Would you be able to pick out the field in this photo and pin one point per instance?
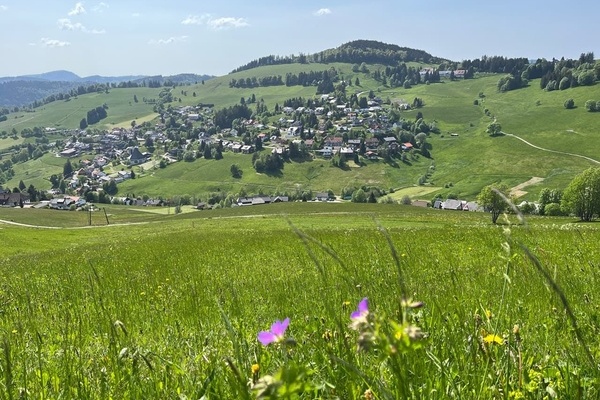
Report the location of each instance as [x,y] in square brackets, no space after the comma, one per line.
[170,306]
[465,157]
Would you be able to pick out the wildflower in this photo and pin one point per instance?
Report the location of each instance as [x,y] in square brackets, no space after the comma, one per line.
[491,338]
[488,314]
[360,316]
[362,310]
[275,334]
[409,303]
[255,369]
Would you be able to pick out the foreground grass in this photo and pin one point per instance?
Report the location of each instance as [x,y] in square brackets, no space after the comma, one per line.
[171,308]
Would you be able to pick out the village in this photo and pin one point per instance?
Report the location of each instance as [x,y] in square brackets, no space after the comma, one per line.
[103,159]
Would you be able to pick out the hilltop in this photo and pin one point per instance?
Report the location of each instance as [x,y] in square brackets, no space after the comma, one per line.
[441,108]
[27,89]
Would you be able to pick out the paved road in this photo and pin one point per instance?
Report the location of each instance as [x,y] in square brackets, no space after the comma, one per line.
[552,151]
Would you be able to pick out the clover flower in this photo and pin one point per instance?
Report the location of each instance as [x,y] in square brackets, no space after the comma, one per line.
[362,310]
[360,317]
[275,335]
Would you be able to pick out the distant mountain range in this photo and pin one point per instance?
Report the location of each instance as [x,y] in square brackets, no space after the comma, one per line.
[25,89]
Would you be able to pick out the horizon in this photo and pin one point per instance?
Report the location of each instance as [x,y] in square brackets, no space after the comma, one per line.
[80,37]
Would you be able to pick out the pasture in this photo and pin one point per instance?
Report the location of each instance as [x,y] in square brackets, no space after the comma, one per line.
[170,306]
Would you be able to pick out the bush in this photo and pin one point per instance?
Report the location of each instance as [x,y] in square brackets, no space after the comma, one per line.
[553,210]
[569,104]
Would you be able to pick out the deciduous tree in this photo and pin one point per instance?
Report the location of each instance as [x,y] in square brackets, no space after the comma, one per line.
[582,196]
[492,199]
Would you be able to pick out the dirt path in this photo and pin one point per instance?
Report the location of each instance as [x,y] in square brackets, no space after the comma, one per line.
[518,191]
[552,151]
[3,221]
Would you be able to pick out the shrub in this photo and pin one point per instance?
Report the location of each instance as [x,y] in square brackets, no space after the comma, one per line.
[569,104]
==
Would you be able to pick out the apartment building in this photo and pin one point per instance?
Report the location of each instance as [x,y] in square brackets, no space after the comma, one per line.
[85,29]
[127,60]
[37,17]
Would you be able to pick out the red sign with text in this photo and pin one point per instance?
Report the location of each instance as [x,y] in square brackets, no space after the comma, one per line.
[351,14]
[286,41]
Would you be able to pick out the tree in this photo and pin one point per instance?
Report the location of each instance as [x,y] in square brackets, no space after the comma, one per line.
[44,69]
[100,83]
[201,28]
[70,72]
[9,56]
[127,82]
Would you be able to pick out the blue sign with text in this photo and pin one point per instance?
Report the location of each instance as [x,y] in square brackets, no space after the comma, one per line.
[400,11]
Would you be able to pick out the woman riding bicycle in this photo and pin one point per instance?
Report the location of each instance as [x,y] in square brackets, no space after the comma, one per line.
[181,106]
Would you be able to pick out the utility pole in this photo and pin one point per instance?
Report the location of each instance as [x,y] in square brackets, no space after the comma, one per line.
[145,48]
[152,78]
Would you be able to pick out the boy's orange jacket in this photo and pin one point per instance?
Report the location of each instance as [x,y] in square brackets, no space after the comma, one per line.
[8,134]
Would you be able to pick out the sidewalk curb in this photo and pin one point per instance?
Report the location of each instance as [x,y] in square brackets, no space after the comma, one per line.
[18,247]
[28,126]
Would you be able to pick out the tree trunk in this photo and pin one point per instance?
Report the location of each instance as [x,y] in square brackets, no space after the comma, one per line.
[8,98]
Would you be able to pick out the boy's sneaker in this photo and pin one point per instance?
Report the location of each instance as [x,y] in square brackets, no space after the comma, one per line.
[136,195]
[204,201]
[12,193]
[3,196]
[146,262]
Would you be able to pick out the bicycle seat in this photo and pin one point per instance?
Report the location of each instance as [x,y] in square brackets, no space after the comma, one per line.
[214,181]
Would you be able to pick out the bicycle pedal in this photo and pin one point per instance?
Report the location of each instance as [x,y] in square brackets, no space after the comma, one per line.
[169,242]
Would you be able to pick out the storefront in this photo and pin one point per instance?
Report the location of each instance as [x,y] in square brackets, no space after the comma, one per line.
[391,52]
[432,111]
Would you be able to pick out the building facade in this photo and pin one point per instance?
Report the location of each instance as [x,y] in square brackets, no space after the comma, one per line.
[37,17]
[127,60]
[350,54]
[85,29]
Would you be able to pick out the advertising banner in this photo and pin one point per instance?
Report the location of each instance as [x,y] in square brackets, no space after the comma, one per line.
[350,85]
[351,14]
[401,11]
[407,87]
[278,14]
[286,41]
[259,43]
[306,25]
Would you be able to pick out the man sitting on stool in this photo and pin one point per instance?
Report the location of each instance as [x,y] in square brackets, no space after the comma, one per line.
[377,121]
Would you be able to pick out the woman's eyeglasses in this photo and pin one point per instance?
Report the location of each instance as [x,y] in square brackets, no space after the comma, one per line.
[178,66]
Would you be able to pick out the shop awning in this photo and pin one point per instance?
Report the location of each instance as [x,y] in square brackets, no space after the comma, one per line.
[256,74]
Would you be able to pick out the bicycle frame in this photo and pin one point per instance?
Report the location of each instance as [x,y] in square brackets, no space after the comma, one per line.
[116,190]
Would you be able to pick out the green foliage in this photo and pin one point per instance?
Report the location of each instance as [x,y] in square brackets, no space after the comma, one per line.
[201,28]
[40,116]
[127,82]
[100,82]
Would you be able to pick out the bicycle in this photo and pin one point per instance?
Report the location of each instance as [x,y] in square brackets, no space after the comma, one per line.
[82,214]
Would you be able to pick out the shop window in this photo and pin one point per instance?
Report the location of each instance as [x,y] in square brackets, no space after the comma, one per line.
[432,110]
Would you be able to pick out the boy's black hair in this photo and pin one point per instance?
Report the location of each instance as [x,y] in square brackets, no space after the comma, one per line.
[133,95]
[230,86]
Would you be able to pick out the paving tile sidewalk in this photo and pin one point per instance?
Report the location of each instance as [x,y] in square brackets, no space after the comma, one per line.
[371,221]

§ WHAT IS EXPECTED:
Reproduce exactly the entries above, limited to the lines from the one with "Would you be able to pick out the man" through the one with "Would you be able to pick out the shop awning", both included.

§ SOLUTION:
Would you be able to pick out the man sitting on stool in this photo and pin one point per instance?
Report the location of each instance as [x,y] in square brackets, no space after the comma, one per line.
[377,121]
Would you be able to pick out the woman's eyeglasses in this photo and pin one point per instance?
Report the location of each instance as [x,y] in square brackets, no space after the comma, one per line.
[178,66]
Would you be able to pick out the shop awning in this photo and pin one point per instance?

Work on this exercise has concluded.